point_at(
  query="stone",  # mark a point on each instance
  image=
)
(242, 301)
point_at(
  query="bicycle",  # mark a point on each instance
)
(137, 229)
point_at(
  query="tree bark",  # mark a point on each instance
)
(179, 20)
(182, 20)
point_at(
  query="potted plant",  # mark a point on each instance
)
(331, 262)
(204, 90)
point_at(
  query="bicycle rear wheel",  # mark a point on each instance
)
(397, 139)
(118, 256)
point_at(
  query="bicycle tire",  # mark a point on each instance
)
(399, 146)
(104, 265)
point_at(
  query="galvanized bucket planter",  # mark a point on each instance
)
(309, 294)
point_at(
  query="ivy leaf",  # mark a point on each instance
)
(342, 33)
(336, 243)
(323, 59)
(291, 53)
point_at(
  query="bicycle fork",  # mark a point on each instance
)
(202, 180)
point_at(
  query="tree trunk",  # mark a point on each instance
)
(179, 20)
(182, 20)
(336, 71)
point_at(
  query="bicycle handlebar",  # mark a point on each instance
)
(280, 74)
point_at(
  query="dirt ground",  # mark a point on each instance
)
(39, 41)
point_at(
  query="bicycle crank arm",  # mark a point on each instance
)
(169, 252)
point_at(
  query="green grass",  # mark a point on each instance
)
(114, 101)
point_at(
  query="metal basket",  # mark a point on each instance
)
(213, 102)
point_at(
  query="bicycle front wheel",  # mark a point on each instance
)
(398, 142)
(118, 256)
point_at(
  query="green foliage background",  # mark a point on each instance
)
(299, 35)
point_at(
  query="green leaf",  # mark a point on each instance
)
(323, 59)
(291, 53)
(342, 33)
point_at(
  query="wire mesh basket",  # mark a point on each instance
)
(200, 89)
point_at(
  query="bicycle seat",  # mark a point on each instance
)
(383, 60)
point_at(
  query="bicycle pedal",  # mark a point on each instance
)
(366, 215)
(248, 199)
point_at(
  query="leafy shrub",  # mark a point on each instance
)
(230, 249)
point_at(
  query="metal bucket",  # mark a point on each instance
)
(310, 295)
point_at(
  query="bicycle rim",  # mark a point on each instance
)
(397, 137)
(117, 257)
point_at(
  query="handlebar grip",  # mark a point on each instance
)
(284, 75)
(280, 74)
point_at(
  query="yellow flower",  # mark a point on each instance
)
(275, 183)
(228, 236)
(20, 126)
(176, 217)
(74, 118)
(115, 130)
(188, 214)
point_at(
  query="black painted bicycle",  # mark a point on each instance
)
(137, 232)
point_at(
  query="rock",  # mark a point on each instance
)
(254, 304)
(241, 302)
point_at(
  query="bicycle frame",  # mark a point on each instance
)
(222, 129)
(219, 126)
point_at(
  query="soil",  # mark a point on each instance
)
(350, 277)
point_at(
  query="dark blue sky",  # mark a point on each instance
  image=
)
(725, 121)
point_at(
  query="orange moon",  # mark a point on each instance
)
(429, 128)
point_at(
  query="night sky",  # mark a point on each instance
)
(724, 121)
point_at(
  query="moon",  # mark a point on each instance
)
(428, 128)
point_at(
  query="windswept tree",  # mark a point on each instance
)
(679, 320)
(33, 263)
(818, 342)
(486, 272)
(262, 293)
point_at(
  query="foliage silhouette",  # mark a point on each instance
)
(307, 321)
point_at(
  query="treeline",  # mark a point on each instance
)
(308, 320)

> **STATED TASK**:
Your task is to reproduce the whole listing exactly.

> **SOLUTION FOR THIS TASK**:
point_at(
  query="stone",  # mark a point on each instance
  image=
)
(242, 301)
point_at(
  query="bicycle",  # mark a point on each instance
)
(137, 229)
point_at(
  query="tree bark",  # mark a point on each instance
)
(179, 20)
(182, 20)
point_at(
  query="potted plant",  # mark a point on each instance
)
(331, 262)
(204, 90)
point_at(
  query="bicycle rear wheel",  # mark a point on each instance
)
(397, 139)
(118, 256)
point_at(
  query="bicycle tire",  # mark a point on each instance
)
(399, 146)
(104, 265)
point_at(
  query="galvanized bucket planter",  # mark a point on each instance
)
(309, 294)
point_at(
  query="ivy leaf",  # mark a point on each instance
)
(342, 33)
(336, 243)
(323, 59)
(291, 53)
point_at(
  query="bicycle fork",  # mark a point on each instance
)
(202, 180)
point_at(
  query="tree trunk",  # mark a point on each instance
)
(179, 20)
(182, 20)
(336, 71)
point_at(
  query="bicycle handlebar",  # mark a point on each instance
)
(280, 74)
point_at(
  query="dirt ground",  # mark a point on each instance
)
(39, 41)
point_at(
  query="bicycle crank arm",  # mark a point on each instance
)
(169, 252)
point_at(
  query="green grass",  # mark a point on each instance
)
(114, 101)
point_at(
  query="metal basket",  # mark a point on each instance
)
(213, 102)
point_at(
  query="bicycle front wheel",  # mark a point on each instance
)
(398, 142)
(118, 256)
point_at(
  query="green foliage background",  # mark a point on each instance
)
(299, 35)
point_at(
  query="green leaf",  # mark a point on each instance
)
(323, 59)
(291, 53)
(342, 33)
point_at(
  query="wire mesh basket",  # mark a point on each instance
)
(200, 89)
point_at(
  query="bicycle seat",  # mark a point on each instance
)
(383, 60)
point_at(
  query="bicycle pedal",  # mark a point on each instance
)
(366, 215)
(248, 199)
point_at(
  query="leafy shrub",  # mark a point on each instance
)
(230, 249)
point_at(
  query="metal bucket",  # mark a point on each instance
)
(310, 295)
point_at(
  query="bicycle rim",  # mark a point on each instance
)
(397, 137)
(117, 257)
point_at(
  query="handlebar grip",  # mark a point on each instance
)
(284, 75)
(280, 74)
point_at(
  query="yellow flower",  # mark a point on each instance
)
(275, 183)
(228, 236)
(20, 126)
(176, 217)
(74, 118)
(115, 130)
(188, 214)
point_at(
  query="black painted bicycle",  # mark a point on each instance
)
(137, 232)
point_at(
  query="rock",  # mark a point on each instance
)
(254, 304)
(241, 302)
point_at(
  query="bicycle frame",  # mark a point on each instance
)
(222, 129)
(219, 126)
point_at(
  query="soil",  # mark a point on each instance
)
(350, 277)
point_at(
  query="dark blue sky",  # mark a point on each instance
  image=
)
(725, 121)
point_at(
  query="orange moon",  # mark a point on each instance
)
(429, 128)
point_at(
  query="night sky",  # mark a point on each instance
)
(724, 121)
point_at(
  query="moon",  # mark a point on each instance
)
(428, 128)
point_at(
  query="windswept tree",  # mark a point on each instance
)
(679, 320)
(33, 263)
(818, 342)
(486, 272)
(262, 293)
point_at(
  query="foliage silhouette",  # mark a point on each instance
)
(307, 321)
point_at(
  query="treeline",  # mark a point on each instance
)
(308, 320)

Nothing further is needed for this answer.